• [STUDY MATERIAL]
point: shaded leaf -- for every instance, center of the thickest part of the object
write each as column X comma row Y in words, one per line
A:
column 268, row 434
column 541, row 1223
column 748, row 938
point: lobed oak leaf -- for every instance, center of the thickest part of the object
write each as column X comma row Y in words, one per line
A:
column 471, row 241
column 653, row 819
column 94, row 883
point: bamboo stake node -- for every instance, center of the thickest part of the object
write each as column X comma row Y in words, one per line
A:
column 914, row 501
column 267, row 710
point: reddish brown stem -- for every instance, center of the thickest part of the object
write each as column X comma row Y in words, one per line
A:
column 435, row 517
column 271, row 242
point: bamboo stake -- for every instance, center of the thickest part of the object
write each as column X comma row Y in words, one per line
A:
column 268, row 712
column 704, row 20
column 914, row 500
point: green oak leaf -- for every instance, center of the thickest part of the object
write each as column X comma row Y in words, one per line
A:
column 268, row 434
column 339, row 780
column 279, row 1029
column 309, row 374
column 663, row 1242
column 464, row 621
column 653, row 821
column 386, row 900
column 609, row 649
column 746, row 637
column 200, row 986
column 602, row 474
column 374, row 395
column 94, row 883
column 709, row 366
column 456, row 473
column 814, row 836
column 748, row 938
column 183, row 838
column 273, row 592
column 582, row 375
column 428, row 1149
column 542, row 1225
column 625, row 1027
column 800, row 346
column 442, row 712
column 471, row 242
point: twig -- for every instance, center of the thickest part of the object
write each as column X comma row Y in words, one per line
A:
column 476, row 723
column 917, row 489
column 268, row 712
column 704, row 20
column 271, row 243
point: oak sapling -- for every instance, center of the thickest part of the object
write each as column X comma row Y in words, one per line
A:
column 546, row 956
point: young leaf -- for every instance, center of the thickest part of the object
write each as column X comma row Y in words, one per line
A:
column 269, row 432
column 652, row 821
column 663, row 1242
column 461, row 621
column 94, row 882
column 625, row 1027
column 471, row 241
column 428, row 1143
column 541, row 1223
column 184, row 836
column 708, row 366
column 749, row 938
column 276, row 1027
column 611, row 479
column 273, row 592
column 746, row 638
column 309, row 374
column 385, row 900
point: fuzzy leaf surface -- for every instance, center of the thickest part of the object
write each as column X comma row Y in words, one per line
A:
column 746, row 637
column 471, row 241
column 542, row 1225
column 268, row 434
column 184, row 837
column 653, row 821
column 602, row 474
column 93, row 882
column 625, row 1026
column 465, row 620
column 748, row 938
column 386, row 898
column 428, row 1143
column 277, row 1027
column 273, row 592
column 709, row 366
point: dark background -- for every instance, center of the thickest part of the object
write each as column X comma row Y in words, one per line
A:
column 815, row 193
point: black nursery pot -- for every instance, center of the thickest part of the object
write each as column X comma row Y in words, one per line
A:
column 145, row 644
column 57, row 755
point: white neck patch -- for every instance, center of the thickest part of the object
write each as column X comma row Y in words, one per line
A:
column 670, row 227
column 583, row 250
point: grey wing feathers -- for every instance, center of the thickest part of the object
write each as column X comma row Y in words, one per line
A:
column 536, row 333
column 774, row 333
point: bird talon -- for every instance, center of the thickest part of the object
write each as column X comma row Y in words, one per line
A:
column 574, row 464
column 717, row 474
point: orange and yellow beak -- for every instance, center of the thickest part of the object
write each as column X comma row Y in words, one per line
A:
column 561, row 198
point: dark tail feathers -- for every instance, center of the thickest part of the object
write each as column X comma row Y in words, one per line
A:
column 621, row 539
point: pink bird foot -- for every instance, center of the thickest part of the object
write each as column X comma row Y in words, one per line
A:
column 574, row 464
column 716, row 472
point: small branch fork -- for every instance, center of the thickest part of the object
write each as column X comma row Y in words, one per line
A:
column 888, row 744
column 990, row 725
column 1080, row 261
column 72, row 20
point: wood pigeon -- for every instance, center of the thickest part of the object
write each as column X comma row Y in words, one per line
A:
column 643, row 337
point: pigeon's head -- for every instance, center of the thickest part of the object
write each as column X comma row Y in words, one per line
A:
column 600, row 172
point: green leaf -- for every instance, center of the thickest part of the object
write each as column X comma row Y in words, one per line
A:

• [PROBLEM TO SOLVE]
Exactly as they appear above, output the lines of the data from the first through the one that contains "point: bamboo stake -- for", and only those lines.

• [EXERCISE ANSWER]
point: shaded leaf -- for every instance, center of the thickest part of the object
write each as column X comma row Y in words, one per line
A:
column 268, row 434
column 541, row 1223
column 748, row 938
point: lobed oak leaf -- for every instance, center of the thickest part of the object
write each as column X comma row Y in words, one per line
A:
column 471, row 241
column 653, row 819
column 94, row 883
point: bamboo stake node -- for every instance, center of the thickest part of the object
write each as column X comma row Y in words, one per line
A:
column 914, row 501
column 267, row 710
point: reddish brown stem -- for every instance, center of the thickest part of the object
write each as column X comma row Y in words, one per line
A:
column 435, row 517
column 271, row 242
point: bamboo stake -- for every instance, center of the thickest part of the object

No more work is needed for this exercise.